What you have to do: Gather, from the listing beneath this task, every line holding the string "Subject".

Data for analysis:
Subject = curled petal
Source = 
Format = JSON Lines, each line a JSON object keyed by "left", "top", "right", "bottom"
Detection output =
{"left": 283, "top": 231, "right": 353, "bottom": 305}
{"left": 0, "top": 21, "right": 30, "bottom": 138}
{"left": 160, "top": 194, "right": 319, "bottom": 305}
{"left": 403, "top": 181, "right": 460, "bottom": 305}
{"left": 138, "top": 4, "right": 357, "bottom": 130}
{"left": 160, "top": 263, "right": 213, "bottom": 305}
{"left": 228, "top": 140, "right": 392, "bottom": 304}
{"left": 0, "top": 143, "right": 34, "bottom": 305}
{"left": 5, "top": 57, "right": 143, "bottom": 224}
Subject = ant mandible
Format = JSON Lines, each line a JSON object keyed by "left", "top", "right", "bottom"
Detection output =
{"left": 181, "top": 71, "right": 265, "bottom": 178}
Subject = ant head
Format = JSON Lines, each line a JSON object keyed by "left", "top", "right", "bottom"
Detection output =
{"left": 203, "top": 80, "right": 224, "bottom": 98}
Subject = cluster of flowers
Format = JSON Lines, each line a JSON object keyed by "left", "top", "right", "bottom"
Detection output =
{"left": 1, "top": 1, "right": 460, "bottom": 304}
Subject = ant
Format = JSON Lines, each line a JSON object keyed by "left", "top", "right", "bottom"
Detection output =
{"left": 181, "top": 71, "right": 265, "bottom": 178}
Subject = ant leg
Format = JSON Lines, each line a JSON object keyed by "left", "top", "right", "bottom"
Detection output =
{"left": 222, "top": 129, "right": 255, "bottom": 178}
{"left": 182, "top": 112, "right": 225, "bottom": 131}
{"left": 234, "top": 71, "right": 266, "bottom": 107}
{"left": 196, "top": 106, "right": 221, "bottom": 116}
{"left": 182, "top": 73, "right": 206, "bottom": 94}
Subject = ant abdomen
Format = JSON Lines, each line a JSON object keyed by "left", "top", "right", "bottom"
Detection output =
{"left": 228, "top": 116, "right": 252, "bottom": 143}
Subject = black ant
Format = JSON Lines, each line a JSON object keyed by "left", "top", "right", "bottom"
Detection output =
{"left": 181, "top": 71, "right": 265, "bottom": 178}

Response:
Subject = curled petal
Subject = ant mandible
Subject = ant head
Subject = cluster of flowers
Subject = ant
Subject = ant leg
Subject = ant abdomen
Subject = black ant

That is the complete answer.